**ОТРЫВОК**
-=-=-=-=-

Такой класс, т. к. будущее за него, не заинтересован в самообманах и обмане других, он смеет глядеть прямо в лицо действительности, поэтому идеал его будет наиболее научен или близок к действительности: он будет предвосхищением действительного развития общества. И поскольку это так, постольку он естественно в силах привлечь к себе симпатию и содействие всего живого, всего бодрого, всего недовольного настоящим, всего могущего воспрянуть лишь при разрушении рамок, сдавивших развитие сил человечества. Итак, идеал может доказать свою красоту и жизненность, свою способность торжествовать лишь ссылкой на те объективные силы, отражением которых он служит, ссылкою на свою физиологическую т. е. социально–экономическую подкладку.

Читатель видит уже здесь несравненную гармонию научного социализма; как наука и как идеал он из одного куска. Социалистический идеал и социалистическая наука подпирают друг друга как две половины великолепной арки.

-=-=-=-=-

**ИСХОДНЫЕ ДАННЫЕ**

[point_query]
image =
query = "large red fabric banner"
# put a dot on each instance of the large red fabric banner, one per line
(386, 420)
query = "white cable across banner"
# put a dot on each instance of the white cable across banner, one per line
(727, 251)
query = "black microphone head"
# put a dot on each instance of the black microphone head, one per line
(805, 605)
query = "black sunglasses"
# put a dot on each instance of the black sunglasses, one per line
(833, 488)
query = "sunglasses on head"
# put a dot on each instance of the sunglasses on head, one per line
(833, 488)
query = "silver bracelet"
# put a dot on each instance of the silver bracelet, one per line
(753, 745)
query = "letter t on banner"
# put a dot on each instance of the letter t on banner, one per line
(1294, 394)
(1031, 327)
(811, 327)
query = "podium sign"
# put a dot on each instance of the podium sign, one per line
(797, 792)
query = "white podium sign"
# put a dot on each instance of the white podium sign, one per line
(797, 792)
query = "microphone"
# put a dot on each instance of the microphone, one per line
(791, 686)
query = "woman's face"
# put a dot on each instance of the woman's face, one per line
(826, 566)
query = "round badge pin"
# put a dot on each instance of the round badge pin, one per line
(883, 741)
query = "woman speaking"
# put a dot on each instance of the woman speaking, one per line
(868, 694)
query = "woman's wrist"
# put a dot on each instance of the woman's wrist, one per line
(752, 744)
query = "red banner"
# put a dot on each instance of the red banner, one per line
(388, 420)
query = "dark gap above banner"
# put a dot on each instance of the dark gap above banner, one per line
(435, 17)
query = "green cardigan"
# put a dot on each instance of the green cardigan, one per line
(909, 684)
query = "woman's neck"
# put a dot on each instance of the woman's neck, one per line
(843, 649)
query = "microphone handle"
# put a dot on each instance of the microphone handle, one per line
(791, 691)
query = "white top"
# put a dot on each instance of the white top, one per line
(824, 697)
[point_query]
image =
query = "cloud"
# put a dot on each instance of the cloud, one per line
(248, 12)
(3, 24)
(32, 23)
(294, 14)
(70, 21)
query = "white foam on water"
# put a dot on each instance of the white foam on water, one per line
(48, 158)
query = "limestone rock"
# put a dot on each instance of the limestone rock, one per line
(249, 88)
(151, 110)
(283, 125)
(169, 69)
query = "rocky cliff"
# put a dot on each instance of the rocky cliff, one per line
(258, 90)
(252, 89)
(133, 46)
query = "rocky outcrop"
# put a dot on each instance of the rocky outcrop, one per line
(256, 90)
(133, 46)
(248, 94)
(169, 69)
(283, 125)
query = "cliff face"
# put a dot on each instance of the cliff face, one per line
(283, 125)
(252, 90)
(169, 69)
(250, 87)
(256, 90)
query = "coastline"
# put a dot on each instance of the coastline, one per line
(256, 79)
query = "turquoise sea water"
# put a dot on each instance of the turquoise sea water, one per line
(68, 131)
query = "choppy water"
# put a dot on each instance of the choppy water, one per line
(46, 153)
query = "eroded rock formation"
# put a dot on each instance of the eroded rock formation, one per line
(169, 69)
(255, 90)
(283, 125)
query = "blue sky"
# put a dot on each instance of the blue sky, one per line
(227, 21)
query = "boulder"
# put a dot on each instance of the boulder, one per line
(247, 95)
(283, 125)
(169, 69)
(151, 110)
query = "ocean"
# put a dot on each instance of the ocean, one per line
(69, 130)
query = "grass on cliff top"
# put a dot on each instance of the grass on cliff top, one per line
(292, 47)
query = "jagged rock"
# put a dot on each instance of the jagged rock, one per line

-=-=-=-=-

**ЧТО НУЖНО СДЕЛАТЬ**
#1 С чем в отрывке о социалистическом идеале сравниваются социалистический идеал и социалистическая наука?
#2 Выпишите без изменений часть отрывка о социалистическом идеале, которая начинается словами «Такой класс, т. к.» и заканчивается словами «т. е. социально–экономическую подкладку.».
#3 Продолжите отрывок о социалистическом идеале, начав сразу после его последней фразы.

**ОТВЕТЫ**
#1 С двумя половинами великолепной арки, которые подпирают друг друга.

#2
Такой класс, т. к. будущее за него, не заинтересован в самообманах и обмане других, он смеет глядеть прямо в лицо действительности, поэтому идеал его будет наиболее научен или близок к действительности: он будет предвосхищением действительного развития общества. И поскольку это так, постольку он естественно в силах привлечь к себе симпатию и содействие всего живого, всего бодрого, всего недовольного настоящим, всего могущего воспрянуть лишь при разрушении рамок, сдавивших развитие сил человечества. Итак, идеал может доказать свою красоту и жизненность, свою способность торжествовать лишь ссылкой на те объективные силы, отражением которых он служит, ссылкою на свою физиологическую т. е. социально–экономическую подкладку.

#3
Г. Бердяев пренебрег этим путем. Он не захотел перевести «субъективный» язык идеалов на объективный язык фактов. Его метафизическая объективность много горше эклектической субъективности народников. Она была водой на мельницу тех, кто стремился разорвать марксизм, выделить из него идеал, отослав его на небеса, и для земли оставить ползучий реализм реформизма.

В целом ряде статей, вошедших потом в сборник «Этюды полемические и критические», пишущий эти строки боролся с подобной тенденцией. Но в них удавалось лишь мимоходом давать положительное. Между тем идеалистическая ересь, постепенно окончательно удалившая от марксизма его прежних защитников, её относительный успех, смущение, в которое она привела многих, — яснее прежнего доказали автору необходимость раскрыть в специальной работе великие идеальные сокровища, скрытые в марксизме, сокровища, перед которыми бледнеют все энтузиастические и высоконаучные измышления идеалистов. Измышления эти в сущности сплошь раскопки метафизических и религиозных могил. Между тем научный социализм включил в себя все живое и прекрасное, что одухотворяло тревожимых ими мертвецов.

Таким образом важность и своевременность задуманной «Эстетики, как науки об оценках» росла в глазах автора. Но её важнейшей частью одновременно и предварительной и венчающей, естественно является философская история религии, включая сюда великие религиозно–философские системы нового времени и самый научный социализм.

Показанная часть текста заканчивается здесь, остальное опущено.